Exercise :: Turn all the lines below into a Markdown table with two columns, Row and Line. Number each row and skip any blank lines.

******

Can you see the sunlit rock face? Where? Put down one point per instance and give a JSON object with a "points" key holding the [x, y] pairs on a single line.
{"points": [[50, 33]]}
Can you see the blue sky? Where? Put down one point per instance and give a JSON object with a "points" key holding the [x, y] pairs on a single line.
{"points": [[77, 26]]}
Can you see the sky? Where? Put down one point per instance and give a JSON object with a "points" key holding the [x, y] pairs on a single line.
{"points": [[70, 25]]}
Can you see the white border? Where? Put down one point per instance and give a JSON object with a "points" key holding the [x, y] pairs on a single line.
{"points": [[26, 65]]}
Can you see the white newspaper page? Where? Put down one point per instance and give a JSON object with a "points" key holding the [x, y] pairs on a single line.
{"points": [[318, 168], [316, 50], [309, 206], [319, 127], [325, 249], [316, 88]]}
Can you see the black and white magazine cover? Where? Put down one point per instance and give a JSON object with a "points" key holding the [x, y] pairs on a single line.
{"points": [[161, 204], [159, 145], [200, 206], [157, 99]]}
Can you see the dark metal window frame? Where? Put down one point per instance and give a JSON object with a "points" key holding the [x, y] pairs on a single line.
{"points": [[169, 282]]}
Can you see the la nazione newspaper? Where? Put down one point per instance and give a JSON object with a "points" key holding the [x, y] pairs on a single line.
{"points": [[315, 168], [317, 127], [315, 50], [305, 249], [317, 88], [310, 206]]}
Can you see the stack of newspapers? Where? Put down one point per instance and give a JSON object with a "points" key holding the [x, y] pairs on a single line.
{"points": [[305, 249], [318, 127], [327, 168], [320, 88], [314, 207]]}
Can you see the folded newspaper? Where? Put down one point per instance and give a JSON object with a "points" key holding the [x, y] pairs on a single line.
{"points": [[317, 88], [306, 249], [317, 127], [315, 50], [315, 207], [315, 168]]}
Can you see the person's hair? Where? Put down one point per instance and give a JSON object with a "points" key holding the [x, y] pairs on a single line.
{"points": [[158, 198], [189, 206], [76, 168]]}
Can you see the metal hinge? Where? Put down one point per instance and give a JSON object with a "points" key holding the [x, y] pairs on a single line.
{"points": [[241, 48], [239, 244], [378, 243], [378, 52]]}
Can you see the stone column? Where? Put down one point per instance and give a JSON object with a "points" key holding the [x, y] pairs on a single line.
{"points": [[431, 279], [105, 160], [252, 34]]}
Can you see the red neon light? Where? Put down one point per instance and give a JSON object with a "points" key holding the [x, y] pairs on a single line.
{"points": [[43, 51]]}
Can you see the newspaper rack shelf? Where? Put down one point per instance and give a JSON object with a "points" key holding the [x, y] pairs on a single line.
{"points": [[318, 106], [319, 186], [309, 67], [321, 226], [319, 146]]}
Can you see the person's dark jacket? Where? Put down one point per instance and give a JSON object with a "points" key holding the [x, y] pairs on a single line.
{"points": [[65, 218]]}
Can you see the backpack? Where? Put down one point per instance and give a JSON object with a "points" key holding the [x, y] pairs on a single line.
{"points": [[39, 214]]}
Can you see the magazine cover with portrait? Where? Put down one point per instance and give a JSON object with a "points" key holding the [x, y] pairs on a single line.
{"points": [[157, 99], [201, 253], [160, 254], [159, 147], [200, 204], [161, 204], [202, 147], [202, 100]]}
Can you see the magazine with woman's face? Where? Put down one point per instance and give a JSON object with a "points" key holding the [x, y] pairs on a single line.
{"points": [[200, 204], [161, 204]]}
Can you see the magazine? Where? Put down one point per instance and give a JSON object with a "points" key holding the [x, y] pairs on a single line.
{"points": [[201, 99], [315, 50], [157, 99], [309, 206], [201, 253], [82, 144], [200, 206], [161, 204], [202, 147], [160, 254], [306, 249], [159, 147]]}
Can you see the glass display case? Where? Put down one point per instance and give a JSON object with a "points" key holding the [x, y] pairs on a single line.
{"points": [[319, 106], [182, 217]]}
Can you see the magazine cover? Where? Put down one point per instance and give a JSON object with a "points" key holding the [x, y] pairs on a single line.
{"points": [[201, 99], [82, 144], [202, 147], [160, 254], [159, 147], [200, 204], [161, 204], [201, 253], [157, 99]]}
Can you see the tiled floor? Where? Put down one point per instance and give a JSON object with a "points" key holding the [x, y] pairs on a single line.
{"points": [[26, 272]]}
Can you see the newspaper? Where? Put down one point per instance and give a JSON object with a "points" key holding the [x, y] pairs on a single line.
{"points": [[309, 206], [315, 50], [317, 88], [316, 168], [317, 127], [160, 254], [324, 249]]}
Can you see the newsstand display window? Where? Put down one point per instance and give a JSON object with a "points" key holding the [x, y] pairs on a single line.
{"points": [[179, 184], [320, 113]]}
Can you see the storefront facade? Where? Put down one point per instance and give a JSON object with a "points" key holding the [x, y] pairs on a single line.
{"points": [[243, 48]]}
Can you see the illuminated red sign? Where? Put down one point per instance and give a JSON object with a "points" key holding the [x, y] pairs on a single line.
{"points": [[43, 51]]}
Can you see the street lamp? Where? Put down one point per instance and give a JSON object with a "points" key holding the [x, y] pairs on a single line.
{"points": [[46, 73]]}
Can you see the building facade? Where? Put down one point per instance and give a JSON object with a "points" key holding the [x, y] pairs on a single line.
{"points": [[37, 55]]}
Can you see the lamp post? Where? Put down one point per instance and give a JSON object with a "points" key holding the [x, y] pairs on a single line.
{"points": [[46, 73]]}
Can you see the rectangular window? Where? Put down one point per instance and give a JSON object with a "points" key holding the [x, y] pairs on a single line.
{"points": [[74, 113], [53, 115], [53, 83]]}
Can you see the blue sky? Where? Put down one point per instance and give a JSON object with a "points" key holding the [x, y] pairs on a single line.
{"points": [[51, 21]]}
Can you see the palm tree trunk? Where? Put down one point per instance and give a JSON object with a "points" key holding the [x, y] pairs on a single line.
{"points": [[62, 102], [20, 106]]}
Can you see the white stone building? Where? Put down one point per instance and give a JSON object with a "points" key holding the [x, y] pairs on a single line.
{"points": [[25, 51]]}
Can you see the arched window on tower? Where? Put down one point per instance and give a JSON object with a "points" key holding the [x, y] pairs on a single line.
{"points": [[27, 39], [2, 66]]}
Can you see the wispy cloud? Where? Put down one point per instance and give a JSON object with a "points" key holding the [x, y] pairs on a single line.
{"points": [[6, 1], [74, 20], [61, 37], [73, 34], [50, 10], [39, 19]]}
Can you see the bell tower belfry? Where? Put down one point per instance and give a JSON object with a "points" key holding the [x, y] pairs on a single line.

******

Task response ::
| Row | Line |
|---|---|
| 1 | Can you see the sunlit rock face? Where? Put down one point per instance and give a JSON object with a "points" key holding the [x, y] pairs on a single line. |
| 2 | {"points": [[50, 33]]} |
| 3 | Can you see the blue sky? Where? Put down one point per instance and give a JSON object with a "points" key holding the [x, y] pairs on a single line. |
| 4 | {"points": [[77, 26]]} |
| 5 | Can you see the sky? Where? Put down one point per instance and give a JSON object with a "points" key holding the [x, y] pairs on a single line. |
| 6 | {"points": [[70, 25]]} |
| 7 | Can you see the white border? Where? Put down one point per instance and give a JSON object with a "points" key holding the [x, y] pairs on a single line. |
| 8 | {"points": [[26, 65]]} |
| 9 | Can you see the white newspaper page? Where? Put down one point per instance and give a JSON object with a "points" key holding the [x, y] pairs on a single line. |
| 10 | {"points": [[318, 168], [316, 50], [309, 206], [319, 127], [325, 249], [316, 88]]} |
| 11 | Can you see the black and white magazine cover? Where? Put down one point per instance and give a JSON object with a "points" key holding the [x, y] pairs on a single line. |
| 12 | {"points": [[161, 204], [159, 145], [200, 206], [157, 99]]} |
| 13 | Can you see the dark metal window frame? Where? Put down one point per instance and give a JSON object with a "points" key holding the [x, y] pairs on a single line. |
| 14 | {"points": [[169, 282]]} |
| 15 | Can you see the la nazione newspaper? Where? Put down one point per instance and give a JSON object with a "points" key holding the [x, y] pairs on a single line. |
| 16 | {"points": [[315, 168], [317, 127], [315, 50], [305, 249], [317, 88], [310, 206]]} |
| 17 | Can you see the stack of newspapers? Where? Put down one point per instance and give a JSON object with a "points" key holding the [x, y] pairs on a single line. |
| 18 | {"points": [[305, 249], [318, 127], [327, 168], [320, 88], [314, 207]]} |
| 19 | Can you see the folded newspaper? Where? Put down one point per instance and give a JSON object with a "points" key holding the [x, y] pairs on a single line. |
| 20 | {"points": [[317, 88], [306, 249], [317, 127], [315, 50], [315, 207], [315, 168]]} |
| 21 | Can you see the person's hair? Where? Put down one point per instance and give a JSON object with a "points" key holding the [x, y] pairs on a single line. |
| 22 | {"points": [[158, 198], [189, 206], [76, 168]]} |
| 23 | Can you see the metal hinge? Where? Put down one point per instance and give a JSON object with a "points" key holding the [x, y] pairs on a single line. |
| 24 | {"points": [[241, 48], [239, 244], [378, 243], [378, 52]]} |
| 25 | Can you see the stone column? Where? Put down one point per instance and give a JSON object with a "points" key holding the [x, y] pairs on a single line. |
| 26 | {"points": [[431, 279], [105, 160], [252, 34]]} |
| 27 | Can you see the red neon light? Where? Put down one point per instance and give a JSON object with a "points" key holding the [x, y] pairs on a single line. |
| 28 | {"points": [[43, 51]]} |
| 29 | Can you see the newspaper rack shelf? Where? Put down one point per instance and give a JSON object with a "points" key holding the [x, y] pairs on a single line. |
| 30 | {"points": [[318, 106], [319, 186], [309, 67], [321, 226], [319, 146]]} |
| 31 | Can you see the person's dark jacket? Where? Put down one point per instance and give a JSON object with a "points" key holding the [x, y] pairs on a single line. |
| 32 | {"points": [[65, 218]]} |
| 33 | Can you see the backpack? Where? Put down one point per instance and give a JSON object with a "points" key holding the [x, y] pairs on a single line. |
| 34 | {"points": [[39, 214]]} |
| 35 | Can you see the magazine cover with portrait? Where? Put down one point per instance and give a JSON object with a "points" key holding the [x, y] pairs on a single line. |
| 36 | {"points": [[157, 99], [201, 253], [160, 254], [159, 147], [200, 204], [161, 204], [202, 147], [202, 100]]} |
| 37 | Can you see the magazine with woman's face? Where? Put down one point per instance and give a JSON object with a "points" key holding the [x, y] pairs on a single line. |
| 38 | {"points": [[200, 204], [161, 204]]} |
| 39 | Can you see the magazine? Where? Put down one point per instance and give a JSON object with a "points" key holding the [x, y] pairs on a single line. |
| 40 | {"points": [[201, 99], [315, 50], [157, 99], [309, 206], [201, 253], [82, 144], [200, 206], [161, 204], [202, 147], [160, 254], [306, 249], [159, 147]]} |
| 41 | Can you see the glass display case? Where? Put down one point per instance and give a JSON object with a "points" key holding the [x, y] pairs on a single line. |
| 42 | {"points": [[319, 106], [182, 217]]} |
| 43 | Can you see the magazine cover? Where? Put down one point per instance and give a JSON object with a "points" key holding the [x, y] pairs on a single line. |
| 44 | {"points": [[201, 99], [82, 144], [202, 147], [160, 254], [159, 147], [200, 204], [161, 204], [201, 253], [157, 99]]} |
| 45 | Can you see the tiled floor? Where? Put down one point per instance and give a JSON object with a "points" key holding the [x, y] pairs on a single line. |
| 46 | {"points": [[26, 272]]} |
| 47 | Can you see the newspaper? Where? Put down one point per instance and give a JSON object with a "points" key holding the [x, y] pairs on a single line. |
| 48 | {"points": [[309, 206], [315, 50], [317, 88], [316, 168], [317, 127], [160, 254], [324, 249]]} |
| 49 | Can you see the newsstand display window? Where? Put down one point per instance and give a JSON object with a "points" key holding the [x, y] pairs on a single line. |
| 50 | {"points": [[179, 184], [320, 113]]} |
| 51 | Can you see the storefront facade? Where? Put down one point per instance and give a JSON object with a "points" key holding the [x, y] pairs on a single line. |
| 52 | {"points": [[243, 48]]} |
| 53 | Can you see the illuminated red sign? Where? Put down one point per instance and give a JSON object with a "points" key holding the [x, y] pairs on a single line. |
| 54 | {"points": [[43, 51]]} |
| 55 | Can you see the street lamp? Where? Put down one point per instance and give a JSON object with a "points" key holding the [x, y] pairs on a single line. |
| 56 | {"points": [[46, 73]]} |
| 57 | Can you see the building facade? Where? Put down one point per instance and give a JSON object with a "points" key holding the [x, y] pairs on a single line. |
| 58 | {"points": [[37, 55]]} |
| 59 | Can you see the lamp post? Where? Put down one point per instance and give a JSON object with a "points" key holding the [x, y] pairs on a single line. |
| 60 | {"points": [[46, 73]]} |
| 61 | Can you see the rectangular window? Where? Put down one point per instance and give a JSON object with a "points" key holding the [x, y] pairs on a single line. |
| 62 | {"points": [[74, 113], [53, 115], [53, 83]]} |
| 63 | Can you see the blue sky? Where? Put down one point per instance and give a JSON object with a "points" key holding the [x, y] pairs on a single line. |
| 64 | {"points": [[51, 21]]} |
| 65 | Can you see the palm tree trunk? Where? Put down one point per instance and give a JSON object with a "points" key holding the [x, y] pairs on a single line. |
| 66 | {"points": [[62, 102], [20, 106]]} |
| 67 | Can you see the white stone building? Where? Put down one point per instance and give a JSON object with a "points" key holding the [x, y] pairs on a single line. |
| 68 | {"points": [[25, 51]]} |
| 69 | Can you see the arched window on tower? Where? Put down one point per instance and give a JSON object with a "points" key holding the [x, y] pairs on a single line. |
| 70 | {"points": [[27, 39], [2, 66]]} |
| 71 | Can you see the wispy cloud? Where? Put down one point per instance and give a JSON object with a "points" key holding the [x, y] pairs on a single line. |
| 72 | {"points": [[6, 1], [74, 20], [61, 37], [73, 34], [50, 10], [39, 19]]} |
| 73 | Can you see the bell tower belfry? Where? Put down one point per instance and give a JSON object with a "points" key holding the [x, y] pairs on a single line. |